_What you have to do_:
From the line that holds "Query: stone wall ruin" to the last line of the data, copy everything exactly; leave out all the rest.

_The data_:
---

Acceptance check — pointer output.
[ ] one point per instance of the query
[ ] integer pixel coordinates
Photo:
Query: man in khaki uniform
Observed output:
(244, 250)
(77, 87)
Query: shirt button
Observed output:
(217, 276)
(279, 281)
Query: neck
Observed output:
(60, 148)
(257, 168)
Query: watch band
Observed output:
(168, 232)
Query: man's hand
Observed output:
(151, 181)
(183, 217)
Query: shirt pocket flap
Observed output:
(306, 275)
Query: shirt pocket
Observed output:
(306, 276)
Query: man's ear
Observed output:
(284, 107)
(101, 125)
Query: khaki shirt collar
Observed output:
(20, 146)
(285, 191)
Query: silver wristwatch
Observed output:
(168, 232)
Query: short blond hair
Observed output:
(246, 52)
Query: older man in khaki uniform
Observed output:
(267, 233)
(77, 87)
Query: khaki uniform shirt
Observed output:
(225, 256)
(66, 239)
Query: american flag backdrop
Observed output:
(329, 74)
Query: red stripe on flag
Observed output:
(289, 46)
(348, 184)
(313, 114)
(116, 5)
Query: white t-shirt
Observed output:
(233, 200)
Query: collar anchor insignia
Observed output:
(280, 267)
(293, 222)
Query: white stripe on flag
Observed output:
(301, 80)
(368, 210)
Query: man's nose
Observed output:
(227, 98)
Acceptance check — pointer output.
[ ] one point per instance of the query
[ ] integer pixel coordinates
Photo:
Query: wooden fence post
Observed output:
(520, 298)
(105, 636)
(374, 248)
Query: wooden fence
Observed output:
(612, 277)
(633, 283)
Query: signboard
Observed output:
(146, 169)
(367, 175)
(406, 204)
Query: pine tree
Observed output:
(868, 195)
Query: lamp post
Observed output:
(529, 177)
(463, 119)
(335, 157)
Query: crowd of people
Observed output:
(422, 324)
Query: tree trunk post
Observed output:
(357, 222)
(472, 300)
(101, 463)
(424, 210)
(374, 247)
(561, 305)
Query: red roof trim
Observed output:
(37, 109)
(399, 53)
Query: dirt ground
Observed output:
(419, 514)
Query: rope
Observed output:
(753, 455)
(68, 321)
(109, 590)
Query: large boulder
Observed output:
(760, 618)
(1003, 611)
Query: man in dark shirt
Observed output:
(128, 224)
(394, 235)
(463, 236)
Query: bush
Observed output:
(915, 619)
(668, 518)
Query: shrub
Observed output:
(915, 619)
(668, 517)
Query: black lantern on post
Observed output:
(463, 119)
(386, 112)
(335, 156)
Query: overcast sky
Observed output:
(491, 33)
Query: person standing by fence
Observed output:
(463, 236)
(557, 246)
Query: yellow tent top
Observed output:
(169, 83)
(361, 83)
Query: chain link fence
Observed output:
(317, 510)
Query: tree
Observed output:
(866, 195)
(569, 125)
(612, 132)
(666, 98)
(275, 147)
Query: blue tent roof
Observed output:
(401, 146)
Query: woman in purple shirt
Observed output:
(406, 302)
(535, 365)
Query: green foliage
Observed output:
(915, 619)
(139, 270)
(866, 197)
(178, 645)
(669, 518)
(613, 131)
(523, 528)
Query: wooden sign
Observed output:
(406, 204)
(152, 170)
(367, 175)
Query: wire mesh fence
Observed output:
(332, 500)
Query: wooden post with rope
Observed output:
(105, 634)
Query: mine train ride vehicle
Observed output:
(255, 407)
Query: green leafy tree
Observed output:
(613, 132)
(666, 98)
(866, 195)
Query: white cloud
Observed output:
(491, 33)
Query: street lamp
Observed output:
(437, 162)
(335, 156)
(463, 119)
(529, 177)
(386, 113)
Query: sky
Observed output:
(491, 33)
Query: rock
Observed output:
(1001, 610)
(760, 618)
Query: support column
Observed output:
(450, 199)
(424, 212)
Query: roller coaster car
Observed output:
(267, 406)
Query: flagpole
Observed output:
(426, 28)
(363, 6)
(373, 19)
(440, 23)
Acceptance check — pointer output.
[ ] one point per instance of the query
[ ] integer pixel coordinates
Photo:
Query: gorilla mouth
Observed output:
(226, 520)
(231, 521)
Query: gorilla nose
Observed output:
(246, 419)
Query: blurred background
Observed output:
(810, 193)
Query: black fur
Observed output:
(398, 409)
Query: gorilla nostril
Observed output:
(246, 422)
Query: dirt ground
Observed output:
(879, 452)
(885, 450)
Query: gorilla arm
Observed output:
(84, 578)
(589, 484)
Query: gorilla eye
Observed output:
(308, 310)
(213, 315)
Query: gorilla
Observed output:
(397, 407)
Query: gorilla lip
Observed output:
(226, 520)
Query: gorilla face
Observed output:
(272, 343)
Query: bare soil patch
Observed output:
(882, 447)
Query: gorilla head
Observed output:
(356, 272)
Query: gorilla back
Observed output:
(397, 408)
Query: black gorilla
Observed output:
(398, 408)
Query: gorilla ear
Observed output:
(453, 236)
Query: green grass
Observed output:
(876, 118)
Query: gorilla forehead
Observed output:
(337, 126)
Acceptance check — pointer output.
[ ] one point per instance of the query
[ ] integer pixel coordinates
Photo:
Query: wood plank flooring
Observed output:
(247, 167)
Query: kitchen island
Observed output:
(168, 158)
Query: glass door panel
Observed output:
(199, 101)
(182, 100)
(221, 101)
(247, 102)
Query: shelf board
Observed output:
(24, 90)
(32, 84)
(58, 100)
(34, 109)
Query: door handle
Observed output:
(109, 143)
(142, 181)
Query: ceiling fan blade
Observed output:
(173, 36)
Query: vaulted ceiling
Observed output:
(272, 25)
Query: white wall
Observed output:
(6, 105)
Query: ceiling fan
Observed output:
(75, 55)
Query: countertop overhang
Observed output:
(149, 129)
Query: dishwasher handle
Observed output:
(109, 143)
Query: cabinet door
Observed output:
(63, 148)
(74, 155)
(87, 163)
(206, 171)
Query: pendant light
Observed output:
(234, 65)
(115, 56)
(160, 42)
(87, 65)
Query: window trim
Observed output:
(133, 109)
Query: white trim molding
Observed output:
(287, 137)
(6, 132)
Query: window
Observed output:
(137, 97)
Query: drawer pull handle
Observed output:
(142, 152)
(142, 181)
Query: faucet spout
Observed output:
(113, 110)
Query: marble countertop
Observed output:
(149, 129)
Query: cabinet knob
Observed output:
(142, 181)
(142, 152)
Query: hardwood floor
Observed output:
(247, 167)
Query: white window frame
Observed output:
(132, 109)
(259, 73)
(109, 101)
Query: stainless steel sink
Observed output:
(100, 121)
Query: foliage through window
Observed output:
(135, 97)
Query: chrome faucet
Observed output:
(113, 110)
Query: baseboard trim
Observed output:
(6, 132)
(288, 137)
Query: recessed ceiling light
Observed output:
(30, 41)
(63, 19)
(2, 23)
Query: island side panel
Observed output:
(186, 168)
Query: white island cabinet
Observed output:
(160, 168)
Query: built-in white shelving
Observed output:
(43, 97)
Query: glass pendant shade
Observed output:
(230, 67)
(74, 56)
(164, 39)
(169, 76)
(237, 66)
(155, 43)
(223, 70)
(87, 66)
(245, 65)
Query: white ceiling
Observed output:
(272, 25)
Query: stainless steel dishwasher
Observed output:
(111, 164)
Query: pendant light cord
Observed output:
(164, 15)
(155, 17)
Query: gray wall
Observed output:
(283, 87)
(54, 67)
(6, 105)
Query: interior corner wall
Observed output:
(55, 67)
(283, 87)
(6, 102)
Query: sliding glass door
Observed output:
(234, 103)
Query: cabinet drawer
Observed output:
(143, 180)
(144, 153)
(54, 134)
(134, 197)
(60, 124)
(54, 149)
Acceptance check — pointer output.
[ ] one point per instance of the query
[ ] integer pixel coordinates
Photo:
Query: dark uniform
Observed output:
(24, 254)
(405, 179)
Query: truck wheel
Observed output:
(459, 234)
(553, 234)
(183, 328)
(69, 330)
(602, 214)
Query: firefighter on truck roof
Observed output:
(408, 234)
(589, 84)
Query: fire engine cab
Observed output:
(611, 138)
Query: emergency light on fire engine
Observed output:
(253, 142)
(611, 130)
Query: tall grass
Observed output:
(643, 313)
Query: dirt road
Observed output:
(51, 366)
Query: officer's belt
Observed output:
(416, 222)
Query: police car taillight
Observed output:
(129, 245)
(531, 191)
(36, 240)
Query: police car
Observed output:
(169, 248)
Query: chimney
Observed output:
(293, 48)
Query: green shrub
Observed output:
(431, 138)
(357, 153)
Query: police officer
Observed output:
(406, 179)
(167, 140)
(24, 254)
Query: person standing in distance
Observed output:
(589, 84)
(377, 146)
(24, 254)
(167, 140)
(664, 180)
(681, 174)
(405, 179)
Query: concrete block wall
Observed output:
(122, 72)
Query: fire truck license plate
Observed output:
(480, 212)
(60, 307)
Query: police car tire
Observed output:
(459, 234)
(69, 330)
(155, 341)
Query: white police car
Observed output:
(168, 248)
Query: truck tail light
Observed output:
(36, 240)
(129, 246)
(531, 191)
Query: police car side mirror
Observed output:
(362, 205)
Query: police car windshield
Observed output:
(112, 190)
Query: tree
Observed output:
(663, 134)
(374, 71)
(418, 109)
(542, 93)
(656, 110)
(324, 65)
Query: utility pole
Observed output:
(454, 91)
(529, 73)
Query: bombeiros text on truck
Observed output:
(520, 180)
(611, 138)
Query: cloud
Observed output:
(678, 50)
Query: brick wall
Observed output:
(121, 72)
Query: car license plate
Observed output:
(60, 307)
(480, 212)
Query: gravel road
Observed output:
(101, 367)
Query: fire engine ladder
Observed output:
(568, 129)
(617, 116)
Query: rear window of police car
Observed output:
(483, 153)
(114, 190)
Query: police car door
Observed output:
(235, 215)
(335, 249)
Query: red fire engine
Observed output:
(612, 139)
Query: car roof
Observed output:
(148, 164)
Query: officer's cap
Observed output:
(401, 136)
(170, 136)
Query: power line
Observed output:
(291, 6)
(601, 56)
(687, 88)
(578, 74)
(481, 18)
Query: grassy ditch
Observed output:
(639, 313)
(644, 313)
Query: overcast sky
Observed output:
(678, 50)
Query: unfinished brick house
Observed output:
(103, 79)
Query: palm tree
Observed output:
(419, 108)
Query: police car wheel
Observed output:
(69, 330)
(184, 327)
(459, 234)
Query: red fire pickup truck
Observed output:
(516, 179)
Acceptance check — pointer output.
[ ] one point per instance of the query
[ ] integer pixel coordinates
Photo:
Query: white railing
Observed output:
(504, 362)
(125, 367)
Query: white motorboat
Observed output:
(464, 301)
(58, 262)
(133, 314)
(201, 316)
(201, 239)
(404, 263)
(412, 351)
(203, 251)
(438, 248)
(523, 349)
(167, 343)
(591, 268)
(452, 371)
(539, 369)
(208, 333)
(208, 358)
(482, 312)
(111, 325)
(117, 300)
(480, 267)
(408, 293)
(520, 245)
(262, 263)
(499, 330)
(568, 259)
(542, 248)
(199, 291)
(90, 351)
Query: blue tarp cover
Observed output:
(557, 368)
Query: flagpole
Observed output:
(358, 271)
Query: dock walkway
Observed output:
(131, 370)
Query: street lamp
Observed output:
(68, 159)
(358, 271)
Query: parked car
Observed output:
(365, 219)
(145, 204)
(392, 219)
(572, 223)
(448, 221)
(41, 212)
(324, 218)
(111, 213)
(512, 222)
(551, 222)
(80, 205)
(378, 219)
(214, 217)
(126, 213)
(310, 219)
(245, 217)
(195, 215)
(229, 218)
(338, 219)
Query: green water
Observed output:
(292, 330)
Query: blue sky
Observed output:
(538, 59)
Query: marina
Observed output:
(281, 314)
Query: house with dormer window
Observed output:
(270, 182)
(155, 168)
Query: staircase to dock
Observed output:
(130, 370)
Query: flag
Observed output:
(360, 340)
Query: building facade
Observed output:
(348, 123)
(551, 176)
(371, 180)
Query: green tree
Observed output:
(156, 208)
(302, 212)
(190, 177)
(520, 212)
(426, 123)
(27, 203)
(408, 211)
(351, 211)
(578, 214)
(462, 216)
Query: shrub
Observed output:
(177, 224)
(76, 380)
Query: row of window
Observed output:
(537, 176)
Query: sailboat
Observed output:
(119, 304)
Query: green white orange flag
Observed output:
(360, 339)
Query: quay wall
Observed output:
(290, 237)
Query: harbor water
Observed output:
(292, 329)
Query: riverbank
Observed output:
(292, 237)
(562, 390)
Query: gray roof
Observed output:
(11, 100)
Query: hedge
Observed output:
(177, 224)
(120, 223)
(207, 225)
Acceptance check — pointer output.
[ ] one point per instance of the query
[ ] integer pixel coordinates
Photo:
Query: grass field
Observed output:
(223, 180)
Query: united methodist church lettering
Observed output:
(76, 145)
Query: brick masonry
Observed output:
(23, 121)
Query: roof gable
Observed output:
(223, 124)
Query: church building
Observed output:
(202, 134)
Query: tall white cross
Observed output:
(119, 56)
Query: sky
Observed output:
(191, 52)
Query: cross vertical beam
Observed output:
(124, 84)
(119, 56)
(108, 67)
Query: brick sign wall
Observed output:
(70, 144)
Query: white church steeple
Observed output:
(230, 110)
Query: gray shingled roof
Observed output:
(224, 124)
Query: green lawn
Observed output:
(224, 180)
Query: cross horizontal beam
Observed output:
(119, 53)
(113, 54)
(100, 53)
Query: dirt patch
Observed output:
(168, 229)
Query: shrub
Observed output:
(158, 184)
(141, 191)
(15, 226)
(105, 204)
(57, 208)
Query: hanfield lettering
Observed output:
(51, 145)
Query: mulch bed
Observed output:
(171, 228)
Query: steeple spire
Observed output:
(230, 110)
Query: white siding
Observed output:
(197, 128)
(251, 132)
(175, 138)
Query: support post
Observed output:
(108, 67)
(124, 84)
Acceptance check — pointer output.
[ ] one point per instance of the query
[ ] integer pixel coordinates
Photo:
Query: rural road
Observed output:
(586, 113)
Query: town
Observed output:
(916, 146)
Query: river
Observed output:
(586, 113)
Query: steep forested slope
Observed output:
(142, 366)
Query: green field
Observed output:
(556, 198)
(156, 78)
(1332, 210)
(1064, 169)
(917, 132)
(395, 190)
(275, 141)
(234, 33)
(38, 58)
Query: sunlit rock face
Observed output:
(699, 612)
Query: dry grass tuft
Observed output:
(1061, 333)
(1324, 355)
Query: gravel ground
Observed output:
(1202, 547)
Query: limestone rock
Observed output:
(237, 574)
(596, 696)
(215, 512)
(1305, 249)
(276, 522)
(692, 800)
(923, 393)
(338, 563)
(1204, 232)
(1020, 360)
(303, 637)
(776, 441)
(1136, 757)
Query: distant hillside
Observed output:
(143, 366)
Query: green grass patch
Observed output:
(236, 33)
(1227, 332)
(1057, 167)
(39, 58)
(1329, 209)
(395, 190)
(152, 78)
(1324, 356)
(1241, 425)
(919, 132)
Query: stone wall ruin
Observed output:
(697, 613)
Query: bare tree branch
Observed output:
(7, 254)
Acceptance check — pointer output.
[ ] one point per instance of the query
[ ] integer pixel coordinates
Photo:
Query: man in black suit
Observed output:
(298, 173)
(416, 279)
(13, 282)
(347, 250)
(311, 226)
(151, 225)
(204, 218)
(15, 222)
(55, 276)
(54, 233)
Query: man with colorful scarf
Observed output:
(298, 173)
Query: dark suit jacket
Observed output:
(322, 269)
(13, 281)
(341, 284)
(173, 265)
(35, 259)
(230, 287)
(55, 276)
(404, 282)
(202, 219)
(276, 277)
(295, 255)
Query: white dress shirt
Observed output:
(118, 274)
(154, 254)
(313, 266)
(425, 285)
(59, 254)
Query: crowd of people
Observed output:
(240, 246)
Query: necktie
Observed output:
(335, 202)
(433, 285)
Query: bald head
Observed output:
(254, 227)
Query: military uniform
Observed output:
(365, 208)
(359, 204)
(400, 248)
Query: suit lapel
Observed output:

---

_Output for this exercise_:
Query: stone wall ruin
Observed output:
(697, 613)
Query: bare tree branch
Observed output:
(7, 254)
Acceptance check — pointer output.
[ ] one point per instance of the query
[ ] integer pixel coordinates
Photo:
Query: man in black suit
Observed output:
(298, 173)
(416, 279)
(13, 282)
(347, 250)
(311, 226)
(151, 225)
(204, 218)
(15, 222)
(55, 276)
(54, 233)
Query: man with colorful scarf
Observed output:
(298, 173)
Query: dark suit jacket
Observed output:
(322, 269)
(13, 281)
(341, 284)
(173, 265)
(35, 259)
(230, 287)
(55, 276)
(404, 282)
(202, 219)
(276, 277)
(295, 255)
Query: white dress shirt
Observed output:
(118, 274)
(154, 254)
(313, 266)
(425, 285)
(59, 254)
Query: crowd of people
Observed output:
(240, 246)
Query: necktie
Observed output:
(335, 202)
(433, 285)
Query: bald head
Observed output:
(254, 227)
Query: military uniform
Observed output:
(365, 208)
(359, 204)
(400, 248)
Query: suit lapel
Observed output:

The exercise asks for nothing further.